**** DATASET EXTRACT ****

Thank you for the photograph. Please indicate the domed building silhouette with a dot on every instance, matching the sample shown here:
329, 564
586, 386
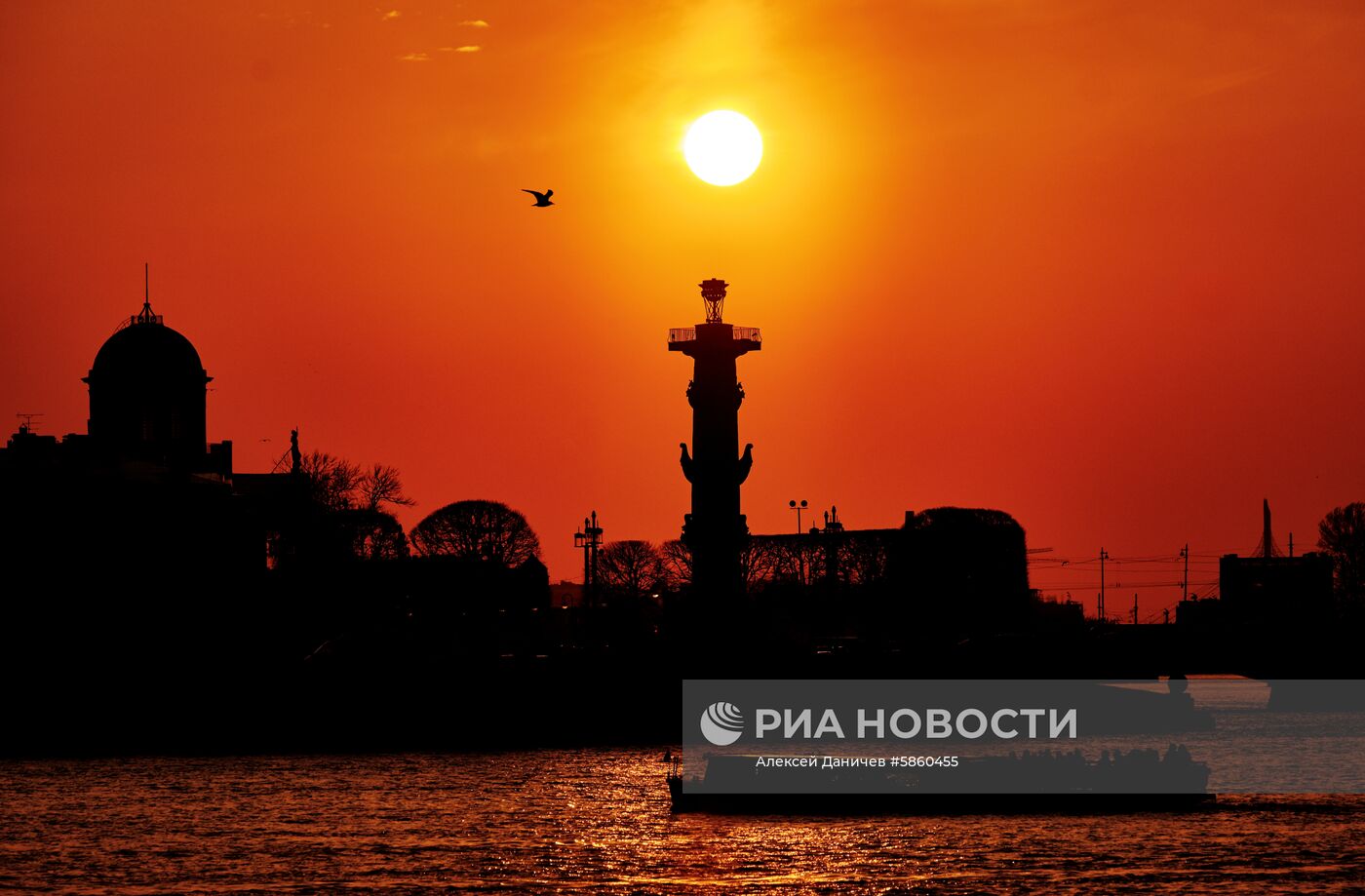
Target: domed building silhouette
147, 399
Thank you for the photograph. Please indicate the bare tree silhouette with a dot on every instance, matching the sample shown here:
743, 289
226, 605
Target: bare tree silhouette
1342, 535
676, 562
332, 481
631, 568
477, 530
381, 486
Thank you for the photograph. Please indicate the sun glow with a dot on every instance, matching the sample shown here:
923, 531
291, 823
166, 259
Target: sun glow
722, 147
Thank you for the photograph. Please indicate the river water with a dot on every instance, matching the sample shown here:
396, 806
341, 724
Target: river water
598, 821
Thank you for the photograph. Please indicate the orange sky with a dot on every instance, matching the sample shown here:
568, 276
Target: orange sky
1095, 264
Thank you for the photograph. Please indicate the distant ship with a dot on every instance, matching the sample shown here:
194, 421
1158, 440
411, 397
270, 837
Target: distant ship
1139, 780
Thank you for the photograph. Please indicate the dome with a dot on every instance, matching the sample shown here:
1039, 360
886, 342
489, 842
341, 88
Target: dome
147, 395
147, 348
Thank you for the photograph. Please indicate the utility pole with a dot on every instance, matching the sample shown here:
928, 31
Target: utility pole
587, 541
1103, 558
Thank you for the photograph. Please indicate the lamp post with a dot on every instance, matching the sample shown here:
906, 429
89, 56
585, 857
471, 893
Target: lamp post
587, 540
800, 549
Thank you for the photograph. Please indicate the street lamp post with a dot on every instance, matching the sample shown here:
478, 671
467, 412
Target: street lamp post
800, 549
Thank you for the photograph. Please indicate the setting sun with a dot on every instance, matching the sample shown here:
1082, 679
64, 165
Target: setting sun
722, 147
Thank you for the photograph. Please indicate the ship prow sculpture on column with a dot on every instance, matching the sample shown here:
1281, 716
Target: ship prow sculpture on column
716, 530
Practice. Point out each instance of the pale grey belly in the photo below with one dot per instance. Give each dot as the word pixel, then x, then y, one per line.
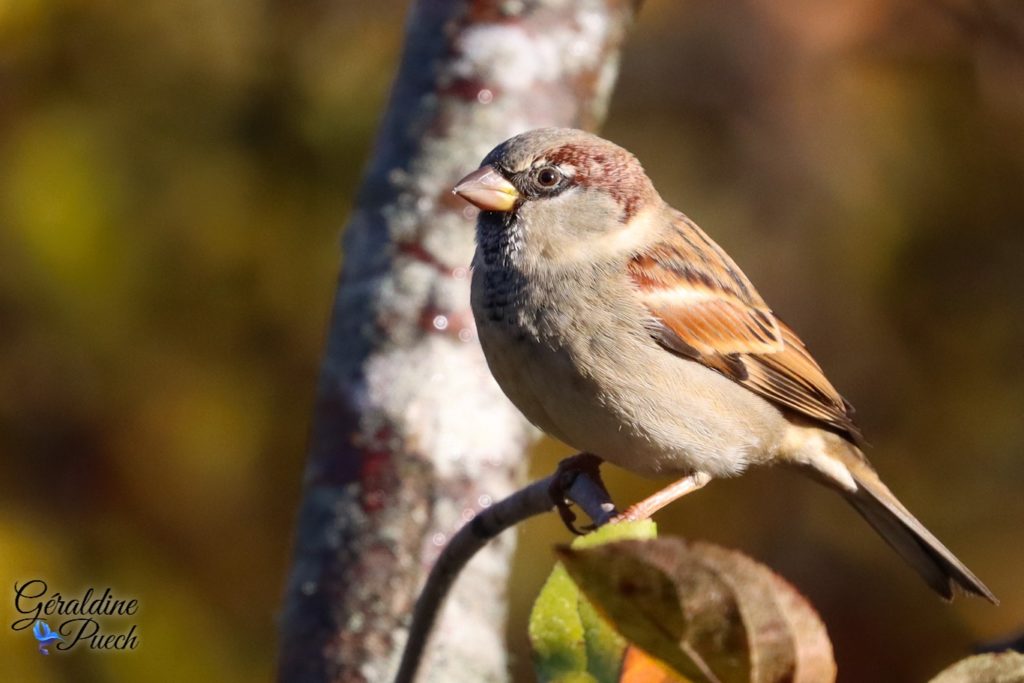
pixel 640 407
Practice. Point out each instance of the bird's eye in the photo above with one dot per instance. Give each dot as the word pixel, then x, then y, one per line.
pixel 548 176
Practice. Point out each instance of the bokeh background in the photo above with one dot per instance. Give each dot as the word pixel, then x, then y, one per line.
pixel 174 175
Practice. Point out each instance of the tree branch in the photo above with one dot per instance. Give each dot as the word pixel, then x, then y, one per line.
pixel 411 435
pixel 586 491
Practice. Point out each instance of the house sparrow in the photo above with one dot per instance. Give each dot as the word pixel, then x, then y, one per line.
pixel 615 325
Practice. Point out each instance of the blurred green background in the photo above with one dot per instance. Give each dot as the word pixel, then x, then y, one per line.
pixel 173 178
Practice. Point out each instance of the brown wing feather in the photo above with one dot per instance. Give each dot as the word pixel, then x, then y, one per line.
pixel 704 307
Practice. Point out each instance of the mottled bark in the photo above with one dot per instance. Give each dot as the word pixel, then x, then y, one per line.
pixel 411 435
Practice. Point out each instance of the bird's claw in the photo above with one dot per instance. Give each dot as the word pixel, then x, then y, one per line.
pixel 568 470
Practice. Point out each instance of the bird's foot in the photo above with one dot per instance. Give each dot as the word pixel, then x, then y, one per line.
pixel 647 507
pixel 568 470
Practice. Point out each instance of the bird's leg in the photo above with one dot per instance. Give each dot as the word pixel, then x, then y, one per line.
pixel 568 470
pixel 673 492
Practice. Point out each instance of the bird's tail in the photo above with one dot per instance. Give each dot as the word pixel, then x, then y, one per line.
pixel 919 547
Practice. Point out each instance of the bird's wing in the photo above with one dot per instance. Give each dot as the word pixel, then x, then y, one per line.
pixel 704 307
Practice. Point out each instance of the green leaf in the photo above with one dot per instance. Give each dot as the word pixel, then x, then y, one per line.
pixel 709 613
pixel 570 642
pixel 991 668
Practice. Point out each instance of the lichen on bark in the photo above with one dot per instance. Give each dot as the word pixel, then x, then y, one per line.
pixel 411 435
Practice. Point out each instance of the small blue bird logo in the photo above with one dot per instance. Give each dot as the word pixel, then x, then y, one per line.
pixel 44 635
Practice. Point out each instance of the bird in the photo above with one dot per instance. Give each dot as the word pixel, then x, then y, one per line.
pixel 616 326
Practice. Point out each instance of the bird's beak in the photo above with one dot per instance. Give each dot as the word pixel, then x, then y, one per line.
pixel 486 189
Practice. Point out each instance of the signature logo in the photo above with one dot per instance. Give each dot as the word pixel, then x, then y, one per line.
pixel 44 635
pixel 92 620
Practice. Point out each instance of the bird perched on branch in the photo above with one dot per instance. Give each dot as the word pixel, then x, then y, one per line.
pixel 615 325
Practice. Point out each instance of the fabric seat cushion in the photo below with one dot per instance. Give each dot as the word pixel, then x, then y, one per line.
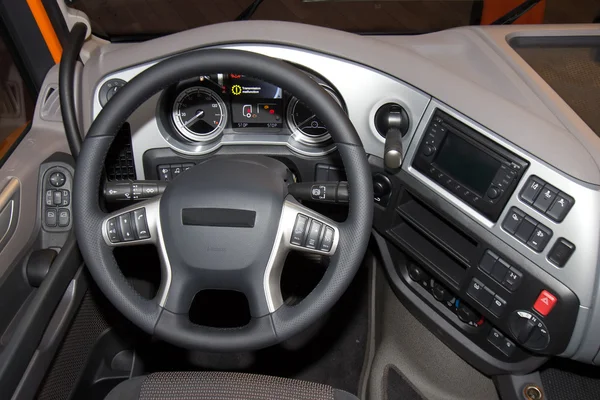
pixel 204 385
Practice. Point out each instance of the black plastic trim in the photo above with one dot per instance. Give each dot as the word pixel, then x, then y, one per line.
pixel 450 335
pixel 66 86
pixel 19 350
pixel 25 38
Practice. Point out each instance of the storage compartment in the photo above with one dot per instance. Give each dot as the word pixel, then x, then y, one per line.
pixel 433 241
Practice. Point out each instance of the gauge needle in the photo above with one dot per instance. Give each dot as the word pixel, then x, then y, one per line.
pixel 306 120
pixel 199 114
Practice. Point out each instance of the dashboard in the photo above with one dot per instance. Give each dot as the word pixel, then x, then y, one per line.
pixel 498 260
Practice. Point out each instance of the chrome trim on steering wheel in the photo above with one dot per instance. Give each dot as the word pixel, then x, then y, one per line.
pixel 282 246
pixel 152 208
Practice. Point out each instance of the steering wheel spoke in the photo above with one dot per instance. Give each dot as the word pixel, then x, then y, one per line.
pixel 300 229
pixel 133 225
pixel 227 223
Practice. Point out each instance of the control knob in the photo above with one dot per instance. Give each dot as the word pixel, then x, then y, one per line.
pixel 529 330
pixel 467 315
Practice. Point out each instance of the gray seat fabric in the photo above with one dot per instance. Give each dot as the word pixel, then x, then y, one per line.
pixel 222 386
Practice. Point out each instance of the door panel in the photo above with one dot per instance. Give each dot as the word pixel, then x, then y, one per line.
pixel 34 315
pixel 9 210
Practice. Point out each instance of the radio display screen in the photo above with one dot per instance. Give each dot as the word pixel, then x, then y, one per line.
pixel 255 103
pixel 467 164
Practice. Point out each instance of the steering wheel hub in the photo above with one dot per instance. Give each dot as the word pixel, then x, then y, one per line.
pixel 225 224
pixel 219 221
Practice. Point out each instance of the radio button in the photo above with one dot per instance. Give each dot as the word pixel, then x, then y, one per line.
pixel 545 198
pixel 493 192
pixel 513 220
pixel 531 189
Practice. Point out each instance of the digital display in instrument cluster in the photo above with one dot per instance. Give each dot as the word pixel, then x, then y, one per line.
pixel 255 103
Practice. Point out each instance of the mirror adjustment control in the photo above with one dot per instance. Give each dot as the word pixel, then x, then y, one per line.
pixel 66 198
pixel 49 198
pixel 64 217
pixel 57 179
pixel 57 197
pixel 51 217
pixel 299 230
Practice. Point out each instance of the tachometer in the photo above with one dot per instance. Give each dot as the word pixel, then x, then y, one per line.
pixel 199 113
pixel 305 124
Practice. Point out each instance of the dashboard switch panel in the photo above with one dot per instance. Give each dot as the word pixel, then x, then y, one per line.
pixel 547 199
pixel 529 231
pixel 545 303
pixel 561 252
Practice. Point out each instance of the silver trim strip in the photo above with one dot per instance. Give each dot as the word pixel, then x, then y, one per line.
pixel 282 246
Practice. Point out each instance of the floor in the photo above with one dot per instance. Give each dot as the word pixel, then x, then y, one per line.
pixel 131 17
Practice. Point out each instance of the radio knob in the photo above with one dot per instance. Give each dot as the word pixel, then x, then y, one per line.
pixel 493 192
pixel 428 150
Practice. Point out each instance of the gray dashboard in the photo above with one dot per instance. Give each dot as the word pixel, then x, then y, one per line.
pixel 471 73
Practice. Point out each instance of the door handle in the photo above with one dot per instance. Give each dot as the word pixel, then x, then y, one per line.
pixel 9 210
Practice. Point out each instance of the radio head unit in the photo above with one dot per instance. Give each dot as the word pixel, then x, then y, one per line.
pixel 477 170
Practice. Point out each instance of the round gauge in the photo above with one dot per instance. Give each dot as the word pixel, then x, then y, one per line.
pixel 199 113
pixel 305 124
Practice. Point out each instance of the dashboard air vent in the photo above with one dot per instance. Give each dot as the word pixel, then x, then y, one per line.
pixel 119 161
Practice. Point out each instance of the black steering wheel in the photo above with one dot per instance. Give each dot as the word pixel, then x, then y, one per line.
pixel 227 223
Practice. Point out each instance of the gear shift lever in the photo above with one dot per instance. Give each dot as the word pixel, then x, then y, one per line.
pixel 392 122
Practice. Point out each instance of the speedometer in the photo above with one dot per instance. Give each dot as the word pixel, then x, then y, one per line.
pixel 304 123
pixel 199 113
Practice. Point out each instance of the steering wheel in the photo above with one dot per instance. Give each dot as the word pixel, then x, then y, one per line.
pixel 227 223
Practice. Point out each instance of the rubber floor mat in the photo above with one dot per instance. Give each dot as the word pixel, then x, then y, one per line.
pixel 398 387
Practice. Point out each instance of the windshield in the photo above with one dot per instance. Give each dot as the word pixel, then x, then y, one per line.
pixel 129 18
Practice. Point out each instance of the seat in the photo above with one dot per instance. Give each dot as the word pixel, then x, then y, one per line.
pixel 222 386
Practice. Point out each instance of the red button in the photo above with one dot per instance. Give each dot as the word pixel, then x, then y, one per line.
pixel 545 303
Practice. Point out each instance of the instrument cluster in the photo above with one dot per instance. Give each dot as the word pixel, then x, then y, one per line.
pixel 199 114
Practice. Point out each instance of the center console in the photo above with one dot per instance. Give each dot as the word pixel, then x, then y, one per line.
pixel 465 231
pixel 473 168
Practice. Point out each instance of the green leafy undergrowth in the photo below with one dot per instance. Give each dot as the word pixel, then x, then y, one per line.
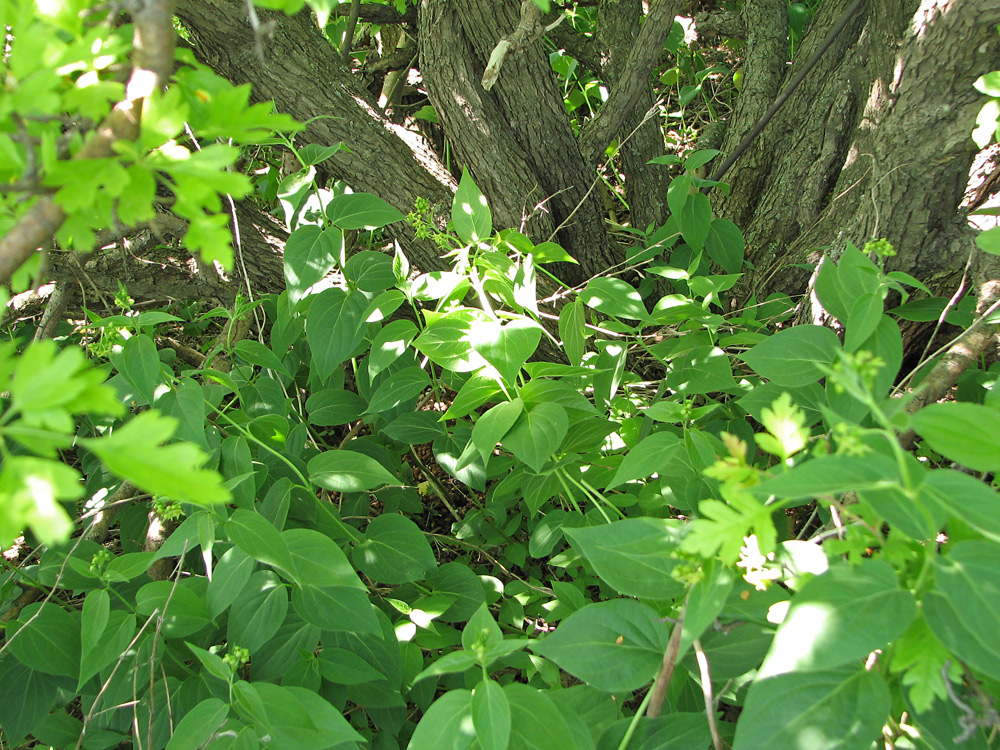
pixel 724 502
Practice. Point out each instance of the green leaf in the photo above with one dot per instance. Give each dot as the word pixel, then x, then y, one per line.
pixel 791 356
pixel 348 471
pixel 632 556
pixel 470 215
pixel 310 254
pixel 491 715
pixel 446 724
pixel 835 710
pixel 476 391
pixel 840 617
pixel 653 454
pixel 335 326
pixel 228 579
pixel 389 345
pixel 963 432
pixel 964 497
pixel 395 551
pixel 46 638
pixel 613 646
pixel 536 722
pixel 405 384
pixel 614 297
pixel 492 426
pixel 862 320
pixel 139 364
pixel 447 342
pixel 258 537
pixel 332 407
pixel 573 331
pixel 963 607
pixel 506 347
pixel 695 220
pixel 370 271
pixel 537 434
pixel 361 211
pixel 133 452
pixel 198 725
pixel 725 245
pixel 333 608
pixel 254 352
pixel 26 696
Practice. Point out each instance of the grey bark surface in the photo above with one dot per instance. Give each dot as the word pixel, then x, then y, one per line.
pixel 642 140
pixel 300 72
pixel 874 143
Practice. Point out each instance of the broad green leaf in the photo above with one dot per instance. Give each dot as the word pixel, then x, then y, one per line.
pixel 415 428
pixel 695 220
pixel 334 608
pixel 139 364
pixel 46 638
pixel 470 215
pixel 228 579
pixel 408 383
pixel 335 326
pixel 133 452
pixel 310 254
pixel 258 537
pixel 614 297
pixel 537 434
pixel 348 471
pixel 790 356
pixel 491 715
pixel 198 725
pixel 536 722
pixel 964 497
pixel 254 352
pixel 26 696
pixel 446 724
pixel 506 347
pixel 301 718
pixel 653 454
pixel 964 606
pixel 389 345
pixel 862 320
pixel 318 561
pixel 447 342
pixel 342 667
pixel 259 611
pixel 842 709
pixel 332 407
pixel 632 556
pixel 963 432
pixel 840 617
pixel 614 646
pixel 114 641
pixel 491 427
pixel 831 475
pixel 370 271
pixel 361 211
pixel 395 551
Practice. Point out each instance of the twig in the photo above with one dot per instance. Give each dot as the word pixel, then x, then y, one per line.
pixel 662 681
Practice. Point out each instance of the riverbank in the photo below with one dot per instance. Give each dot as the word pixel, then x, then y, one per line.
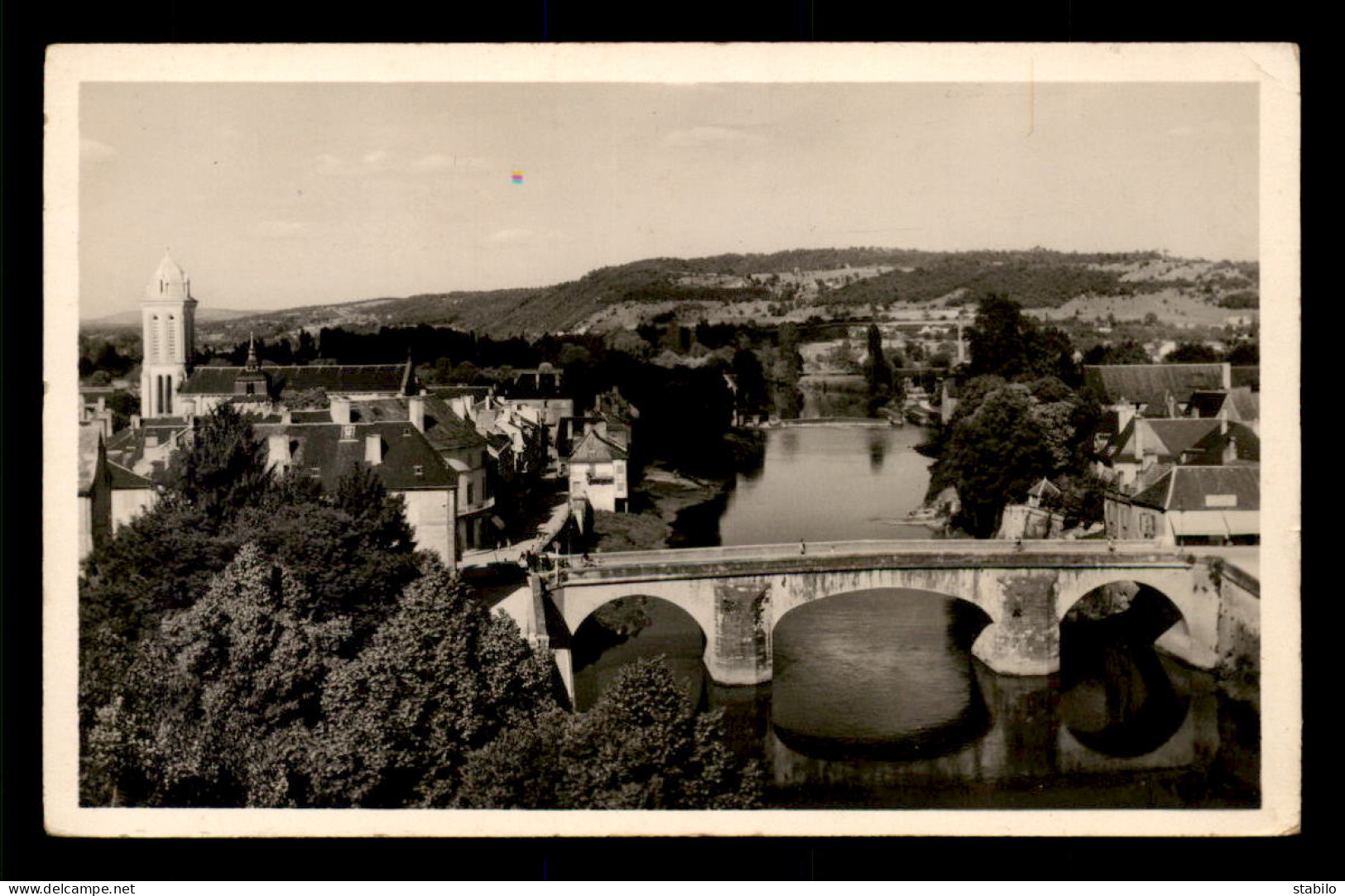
pixel 671 509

****

**WHAT IS REQUIRED**
Convert the listing lines from the one containing "Practice. Point out each instance of the radio knob" up to and including the one containing "pixel 428 150" into a JSON array of strings, with one string per line and blank lines omitted.

**OUTPUT OF THE TASK**
[
  "Practice. Point out each instance of the radio knob in the photo above with one dot per instance. Give each dot as the word pixel, then x, then y, one per line.",
  "pixel 493 192",
  "pixel 428 150"
]